Brief how-to for getting radeonkms working using drm-next

Beeblebrox zaphod at berentweb.com
Sun Apr 30 14:07:51 UTC 2017


This e-mail is to share my experience getting a radeonkms card working with the drm-next kernel under development. My GPU is Radeon HD-4250.

* The drm-next repo (as of writing) does not build clang40 from base but uses the clang40 port. For this reason, if you use poudriere to build packages you need to track 12-Current/head in a separate repo. To get both repos working, I found that:
+ do two buildworlds (src & src-drm-next). make installworld from src, and repeat make installworld for src-drm-next. Run mergemaster afterwards.
+ Do the same as above for the poudriere jail (delete the @clean snapshot then re-snapshot). Can also use the "poudriere jail -u" feature, but the /usr/local/etc/poudriere.d/jails/<name>/method file will have to be temporarily modified to src-drm-next before invoking jail update for the second run.
+ For kernel modules built by poudriere (like virtualbox-ose-kmod), poudriere.d/jails/<name>/srcpath will have to be src-drm-next, otherwise you will get a version mismatch error when kldloading such modules. This is assuming you used the -S flag while creating the poudriere jail.

* The system gained quite a bit of stability when I reverted the emulators/linux_base (and all compat/linux) layer from C7 to C6. Don't know why, just is.

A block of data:
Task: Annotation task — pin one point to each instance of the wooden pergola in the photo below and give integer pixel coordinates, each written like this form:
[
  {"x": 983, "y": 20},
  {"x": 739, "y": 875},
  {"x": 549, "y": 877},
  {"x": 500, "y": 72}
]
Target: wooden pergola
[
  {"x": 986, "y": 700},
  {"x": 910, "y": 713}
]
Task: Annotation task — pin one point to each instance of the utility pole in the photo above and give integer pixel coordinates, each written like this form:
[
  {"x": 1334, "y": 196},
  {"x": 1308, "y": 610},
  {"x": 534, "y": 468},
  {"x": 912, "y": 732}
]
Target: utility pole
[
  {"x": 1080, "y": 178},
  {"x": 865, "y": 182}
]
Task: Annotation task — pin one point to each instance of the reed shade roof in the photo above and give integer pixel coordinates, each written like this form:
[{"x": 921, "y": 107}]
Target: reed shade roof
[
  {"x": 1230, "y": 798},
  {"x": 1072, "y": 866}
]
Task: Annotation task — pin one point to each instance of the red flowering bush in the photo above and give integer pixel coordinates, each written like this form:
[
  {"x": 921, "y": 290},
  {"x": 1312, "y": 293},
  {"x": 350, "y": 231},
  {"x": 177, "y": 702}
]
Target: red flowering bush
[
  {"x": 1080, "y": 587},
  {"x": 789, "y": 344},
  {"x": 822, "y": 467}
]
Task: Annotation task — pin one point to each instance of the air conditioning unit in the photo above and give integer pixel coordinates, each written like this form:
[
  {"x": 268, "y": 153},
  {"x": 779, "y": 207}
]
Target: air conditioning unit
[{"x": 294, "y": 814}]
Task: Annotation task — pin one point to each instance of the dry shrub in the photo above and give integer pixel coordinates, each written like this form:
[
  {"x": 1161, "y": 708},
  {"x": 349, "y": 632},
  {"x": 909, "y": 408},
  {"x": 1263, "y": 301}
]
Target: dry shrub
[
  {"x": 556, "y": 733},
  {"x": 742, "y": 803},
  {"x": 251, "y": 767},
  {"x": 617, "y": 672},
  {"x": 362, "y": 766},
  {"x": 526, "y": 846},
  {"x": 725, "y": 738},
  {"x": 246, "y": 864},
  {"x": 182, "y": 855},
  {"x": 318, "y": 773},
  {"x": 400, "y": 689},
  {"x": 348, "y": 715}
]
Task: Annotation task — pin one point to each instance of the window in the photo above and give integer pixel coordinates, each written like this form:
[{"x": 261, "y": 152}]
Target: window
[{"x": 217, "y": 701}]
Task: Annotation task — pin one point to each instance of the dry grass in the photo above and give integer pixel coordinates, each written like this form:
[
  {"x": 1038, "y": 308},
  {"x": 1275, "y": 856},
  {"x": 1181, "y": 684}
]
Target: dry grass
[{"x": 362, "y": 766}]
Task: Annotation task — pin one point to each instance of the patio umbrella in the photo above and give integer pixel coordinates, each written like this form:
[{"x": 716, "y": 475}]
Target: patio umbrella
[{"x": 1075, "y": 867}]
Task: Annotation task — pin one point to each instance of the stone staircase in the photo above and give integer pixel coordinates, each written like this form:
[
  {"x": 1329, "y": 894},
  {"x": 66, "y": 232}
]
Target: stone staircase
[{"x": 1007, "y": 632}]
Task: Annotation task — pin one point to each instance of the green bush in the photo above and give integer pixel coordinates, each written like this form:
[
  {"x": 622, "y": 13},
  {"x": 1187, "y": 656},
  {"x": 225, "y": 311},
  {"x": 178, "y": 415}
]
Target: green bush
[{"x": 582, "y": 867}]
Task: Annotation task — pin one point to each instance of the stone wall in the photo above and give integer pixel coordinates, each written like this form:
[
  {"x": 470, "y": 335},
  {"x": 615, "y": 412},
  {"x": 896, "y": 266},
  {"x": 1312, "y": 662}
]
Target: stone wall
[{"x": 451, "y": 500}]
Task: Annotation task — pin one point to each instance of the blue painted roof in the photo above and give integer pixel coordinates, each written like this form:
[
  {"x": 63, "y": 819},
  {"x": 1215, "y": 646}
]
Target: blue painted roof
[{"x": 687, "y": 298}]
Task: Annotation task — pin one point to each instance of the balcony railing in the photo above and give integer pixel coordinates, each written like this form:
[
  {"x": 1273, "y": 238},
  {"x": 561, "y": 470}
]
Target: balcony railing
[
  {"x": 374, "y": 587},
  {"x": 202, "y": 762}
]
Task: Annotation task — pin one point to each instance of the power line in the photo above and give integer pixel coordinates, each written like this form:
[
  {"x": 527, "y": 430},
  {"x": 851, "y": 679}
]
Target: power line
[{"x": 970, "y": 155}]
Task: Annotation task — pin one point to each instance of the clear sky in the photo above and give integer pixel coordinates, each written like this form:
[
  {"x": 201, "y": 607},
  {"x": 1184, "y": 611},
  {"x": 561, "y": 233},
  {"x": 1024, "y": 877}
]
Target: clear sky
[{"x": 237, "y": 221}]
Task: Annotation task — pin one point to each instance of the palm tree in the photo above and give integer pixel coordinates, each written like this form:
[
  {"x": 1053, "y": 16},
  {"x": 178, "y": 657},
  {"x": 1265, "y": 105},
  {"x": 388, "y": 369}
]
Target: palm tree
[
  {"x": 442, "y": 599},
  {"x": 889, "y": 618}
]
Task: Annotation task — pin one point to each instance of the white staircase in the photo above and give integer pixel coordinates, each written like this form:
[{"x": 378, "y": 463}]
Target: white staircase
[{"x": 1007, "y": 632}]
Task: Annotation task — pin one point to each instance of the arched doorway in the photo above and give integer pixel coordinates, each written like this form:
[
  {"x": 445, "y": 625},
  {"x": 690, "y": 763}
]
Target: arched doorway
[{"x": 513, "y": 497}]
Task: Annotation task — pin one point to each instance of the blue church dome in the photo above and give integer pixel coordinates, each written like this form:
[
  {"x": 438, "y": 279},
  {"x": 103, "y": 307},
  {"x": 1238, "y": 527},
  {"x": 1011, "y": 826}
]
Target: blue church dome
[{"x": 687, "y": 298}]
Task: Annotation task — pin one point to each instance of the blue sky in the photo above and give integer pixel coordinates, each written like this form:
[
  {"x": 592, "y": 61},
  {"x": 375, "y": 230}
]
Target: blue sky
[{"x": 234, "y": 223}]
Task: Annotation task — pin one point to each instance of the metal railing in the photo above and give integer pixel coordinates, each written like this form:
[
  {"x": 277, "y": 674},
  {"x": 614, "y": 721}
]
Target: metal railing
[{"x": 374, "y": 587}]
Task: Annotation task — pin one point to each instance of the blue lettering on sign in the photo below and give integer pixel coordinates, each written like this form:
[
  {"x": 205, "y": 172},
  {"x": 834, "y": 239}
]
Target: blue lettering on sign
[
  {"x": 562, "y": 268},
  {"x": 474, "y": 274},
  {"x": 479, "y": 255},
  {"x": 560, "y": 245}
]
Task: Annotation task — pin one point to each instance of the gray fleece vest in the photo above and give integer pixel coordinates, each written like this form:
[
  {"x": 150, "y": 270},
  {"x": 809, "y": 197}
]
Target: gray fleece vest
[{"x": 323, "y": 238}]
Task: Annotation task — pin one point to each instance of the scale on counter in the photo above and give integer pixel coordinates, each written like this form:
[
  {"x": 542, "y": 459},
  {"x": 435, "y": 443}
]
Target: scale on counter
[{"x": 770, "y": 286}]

Your objective:
Transcribe everything in the radeonkms how-to from "Brief how-to for" down to "is Radeon HD-4250.". Rely only on the radeonkms how-to for the work here.

Answer to the exercise:
Brief how-to for getting radeonkms working using drm-next

Beeblebrox zaphod at berentweb.com
Sun Apr 30 14:07:51 UTC 2017


This e-mail is to share my experience getting a radeonkms card working with the drm-next kernel under development. My GPU is Radeon HD-4250.